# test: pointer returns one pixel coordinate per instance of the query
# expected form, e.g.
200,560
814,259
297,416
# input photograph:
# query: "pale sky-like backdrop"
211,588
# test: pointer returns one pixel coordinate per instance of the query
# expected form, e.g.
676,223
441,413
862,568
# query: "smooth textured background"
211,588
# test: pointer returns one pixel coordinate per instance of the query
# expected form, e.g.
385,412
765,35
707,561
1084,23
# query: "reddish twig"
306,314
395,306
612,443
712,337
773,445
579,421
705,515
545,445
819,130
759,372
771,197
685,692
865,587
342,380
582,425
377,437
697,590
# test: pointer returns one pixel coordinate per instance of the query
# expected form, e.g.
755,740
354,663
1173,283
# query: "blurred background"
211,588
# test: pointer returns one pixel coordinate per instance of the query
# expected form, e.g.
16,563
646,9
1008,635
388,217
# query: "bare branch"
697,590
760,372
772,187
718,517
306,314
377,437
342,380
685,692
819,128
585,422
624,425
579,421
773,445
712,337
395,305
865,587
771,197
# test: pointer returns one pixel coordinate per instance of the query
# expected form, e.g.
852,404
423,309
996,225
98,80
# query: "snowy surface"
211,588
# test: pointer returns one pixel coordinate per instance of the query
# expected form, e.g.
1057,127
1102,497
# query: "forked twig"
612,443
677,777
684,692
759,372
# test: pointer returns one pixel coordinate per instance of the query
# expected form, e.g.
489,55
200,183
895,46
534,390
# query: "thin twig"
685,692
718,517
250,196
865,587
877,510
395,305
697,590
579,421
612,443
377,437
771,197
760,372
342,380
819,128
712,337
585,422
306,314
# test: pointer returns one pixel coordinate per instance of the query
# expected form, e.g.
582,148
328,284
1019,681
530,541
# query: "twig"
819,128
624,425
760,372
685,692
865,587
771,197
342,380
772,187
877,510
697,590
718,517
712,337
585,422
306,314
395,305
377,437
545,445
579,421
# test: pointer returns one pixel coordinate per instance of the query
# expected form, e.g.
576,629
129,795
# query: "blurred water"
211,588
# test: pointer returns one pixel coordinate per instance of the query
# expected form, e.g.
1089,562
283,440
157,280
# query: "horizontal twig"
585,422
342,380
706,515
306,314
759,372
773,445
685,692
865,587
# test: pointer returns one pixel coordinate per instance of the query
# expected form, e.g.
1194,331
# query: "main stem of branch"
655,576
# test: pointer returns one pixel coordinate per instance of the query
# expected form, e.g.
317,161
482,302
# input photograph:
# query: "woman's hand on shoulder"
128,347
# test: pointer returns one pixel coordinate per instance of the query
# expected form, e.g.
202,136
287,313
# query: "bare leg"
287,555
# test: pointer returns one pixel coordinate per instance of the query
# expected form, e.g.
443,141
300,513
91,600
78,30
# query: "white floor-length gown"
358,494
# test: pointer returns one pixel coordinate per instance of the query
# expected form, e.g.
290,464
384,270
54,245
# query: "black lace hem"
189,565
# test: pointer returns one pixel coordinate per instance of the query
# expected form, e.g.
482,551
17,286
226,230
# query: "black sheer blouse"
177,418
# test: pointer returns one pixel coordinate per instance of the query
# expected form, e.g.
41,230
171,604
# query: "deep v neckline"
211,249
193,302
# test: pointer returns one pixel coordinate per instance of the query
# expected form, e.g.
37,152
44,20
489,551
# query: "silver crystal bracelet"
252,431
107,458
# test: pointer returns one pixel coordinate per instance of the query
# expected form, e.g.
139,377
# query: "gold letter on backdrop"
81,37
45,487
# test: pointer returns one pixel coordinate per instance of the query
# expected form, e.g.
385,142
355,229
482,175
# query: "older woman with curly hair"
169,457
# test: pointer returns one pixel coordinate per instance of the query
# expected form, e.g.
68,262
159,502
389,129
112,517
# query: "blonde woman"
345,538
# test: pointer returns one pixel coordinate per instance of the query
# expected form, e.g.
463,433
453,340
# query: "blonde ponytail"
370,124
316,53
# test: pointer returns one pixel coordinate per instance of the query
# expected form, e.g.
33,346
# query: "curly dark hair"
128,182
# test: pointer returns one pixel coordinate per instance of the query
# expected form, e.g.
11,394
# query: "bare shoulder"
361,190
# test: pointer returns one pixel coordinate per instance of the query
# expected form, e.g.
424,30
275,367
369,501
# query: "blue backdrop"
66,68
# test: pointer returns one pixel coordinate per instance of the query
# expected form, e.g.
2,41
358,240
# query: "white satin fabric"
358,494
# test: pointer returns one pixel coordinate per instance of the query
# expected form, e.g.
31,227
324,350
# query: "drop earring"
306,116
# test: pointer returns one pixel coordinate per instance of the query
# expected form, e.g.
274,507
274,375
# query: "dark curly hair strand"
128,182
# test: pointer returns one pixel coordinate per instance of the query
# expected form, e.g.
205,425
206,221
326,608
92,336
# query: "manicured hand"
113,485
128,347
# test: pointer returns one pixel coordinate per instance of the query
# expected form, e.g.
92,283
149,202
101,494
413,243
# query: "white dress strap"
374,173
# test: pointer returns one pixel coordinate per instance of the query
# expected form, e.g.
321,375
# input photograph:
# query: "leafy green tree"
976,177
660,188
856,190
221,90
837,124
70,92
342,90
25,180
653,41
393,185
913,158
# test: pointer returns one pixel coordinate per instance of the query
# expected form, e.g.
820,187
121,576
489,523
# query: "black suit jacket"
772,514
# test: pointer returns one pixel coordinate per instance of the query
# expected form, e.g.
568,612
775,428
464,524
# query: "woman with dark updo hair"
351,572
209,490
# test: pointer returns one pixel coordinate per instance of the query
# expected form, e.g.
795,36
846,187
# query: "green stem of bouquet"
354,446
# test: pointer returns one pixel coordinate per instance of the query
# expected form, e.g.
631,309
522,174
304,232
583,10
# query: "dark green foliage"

-*-

## Goal of the exercise
Please reproduce every record shown above, exactly as written.

## Response area
# test: pointer returns one pixel coordinate per instance of the query
# expected form, e.g.
200,560
814,259
297,416
# input photograph:
# query: "pale sky-like backdrop"
211,588
# test: pointer returns one pixel coordinate per instance of the query
# expected form, e.g.
676,223
441,413
862,568
# query: "smooth textured background"
211,588
# test: pointer returns one pixel coordinate per instance of the query
# expected form, e.g.
385,412
765,35
707,561
1084,23
# query: "reddish twig"
306,314
395,306
612,443
712,337
773,445
579,421
705,515
545,445
819,130
759,372
771,197
685,692
865,587
342,380
582,425
377,437
697,590
# test: pointer returns one pixel coordinate per instance of the query
# expected form, e.g.
755,740
354,663
1173,283
# query: "blurred background"
211,588
# test: pointer returns one pixel coordinate per instance of the query
# expected form, e.g.
16,563
646,9
1008,635
388,217
# query: "bare branch"
697,590
760,372
772,187
718,517
306,314
377,437
342,380
685,692
819,128
585,422
624,425
579,421
773,445
712,337
395,305
865,587
771,197
# test: pointer returns one pixel coordinate per instance of the query
# expected form, e.g.
852,404
423,309
996,225
98,80
# query: "snowy surface"
211,588
# test: pointer returns one pixel coordinate per instance of the query
# expected form, e.g.
1057,127
1102,497
# query: "forked twig"
612,443
677,777
684,692
759,372
# test: pointer returns one pixel coordinate per instance of the query
# expected form, e.g.
489,55
200,183
895,46
534,390
# query: "thin twig"
685,692
718,517
250,196
865,587
877,510
395,305
697,590
579,421
612,443
377,437
771,197
760,372
342,380
819,128
712,337
585,422
306,314
# test: pointer returns one pixel coordinate per instance of the query
# expected form, e.g.
582,148
328,284
1019,681
530,541
# query: "twig"
819,128
624,425
760,372
685,692
865,587
771,197
342,380
772,187
877,510
697,590
718,517
712,337
585,422
306,314
395,305
377,437
545,445
579,421
# test: pointer returns one pixel coordinate per instance of the query
# expected form, e.g.
576,629
129,795
# query: "blurred water"
211,588
# test: pointer returns one pixel coordinate per instance of the query
# expected form, e.g.
1089,562
283,440
157,280
# query: "horizontal twig"
585,422
342,380
706,515
306,314
759,372
773,445
685,692
865,587
# test: pointer returns one pixel coordinate per instance of the query
# expected form, e.g.
1194,331
# query: "main stem of branch"
655,576
# test: pointer returns one pixel coordinate per instance of the query
# expected form, e.g.
317,161
482,302
# input photograph:
# query: "woman's hand on shoulder"
128,347
# test: pointer returns one pixel coordinate per instance of the query
# expected form, e.g.
202,136
287,313
# query: "bare leg"
287,555
# test: pointer returns one pixel coordinate per instance of the query
# expected form, e.g.
443,141
300,513
91,600
78,30
# query: "white floor-length gown"
358,494
# test: pointer returns one pixel coordinate per instance of the query
# expected form, e.g.
290,464
384,270
54,245
# query: "black lace hem"
189,565
# test: pointer returns one pixel coordinate per instance of the query
# expected form, e.g.
482,551
17,286
226,230
# query: "black sheer blouse"
177,418
# test: pointer returns one pixel coordinate per instance of the query
# expected form, e.g.
41,230
171,604
# query: "deep v neckline"
211,249
193,302
# test: pointer returns one pixel coordinate per instance of the query
# expected form, e.g.
37,152
44,20
489,551
# query: "silver crystal bracelet"
252,431
107,458
# test: pointer returns one pixel coordinate per instance of the query
# expected form, e.g.
139,377
# query: "gold letter on backdrop"
81,37
45,487
# test: pointer returns one pixel coordinate per instance of the query
# expected form, e.g.
385,142
355,229
482,175
# query: "older woman with curly hair"
169,457
# test: pointer returns one pixel coordinate per instance of the query
# expected form, e.g.
68,262
159,502
389,129
112,517
# query: "blonde woman"
345,538
# test: pointer returns one pixel coordinate per instance of the query
# expected form, e.g.
463,433
453,340
# query: "blonde ponytail"
370,124
316,53
# test: pointer returns one pixel coordinate per instance of the query
# expected form, e.g.
33,346
# query: "curly dark hair"
128,182
# test: pointer returns one pixel coordinate per instance of the query
# expected form, e.g.
11,394
# query: "bare shoulder"
361,190
# test: pointer returns one pixel coordinate per instance of the query
# expected form, e.g.
424,30
275,367
369,501
# query: "blue backdrop"
66,68
# test: pointer returns one pixel coordinate per instance of the query
# expected form, e.g.
2,41
358,240
# query: "white satin fabric"
358,494
# test: pointer returns one pixel coordinate per instance of the query
# expected form, e.g.
31,227
324,350
# query: "drop earring"
306,116
# test: pointer returns one pixel coordinate per instance of the query
# expected form, e.g.
274,507
274,375
# query: "dark curly hair strand"
128,182
# test: pointer returns one pixel coordinate per instance of the query
# expected form, e.g.
205,425
206,221
326,608
92,336
# query: "manicured hand"
113,485
128,347
# test: pointer returns one pixel coordinate per instance of the query
# expected form, e.g.
92,283
149,202
101,494
413,243
# query: "white dress strap"
374,173
# test: pointer returns one pixel coordinate per instance of the query
# expected form, e.g.
321,375
# input photograph:
# query: "leafy green tree"
976,177
660,188
856,190
221,90
837,124
70,92
342,90
25,180
653,41
393,185
913,158
# test: pointer returns one pixel coordinate per instance of the query
# expected form, e.g.
820,187
121,576
489,523
# query: "black suit jacket"
772,514
# test: pointer returns one pixel coordinate per instance of the query
# expected form, e.g.
568,612
775,428
464,524
# query: "woman with dark updo hair"
351,572
209,490
# test: pointer returns one pixel coordinate per instance of the query
# expected form, e.g.
795,36
846,187
# query: "green stem of bouquet"
354,446
# test: pointer returns one pixel coordinate per instance of the query
# expected form, e.g.
631,309
522,174
304,232
583,10
# query: "dark green foliage"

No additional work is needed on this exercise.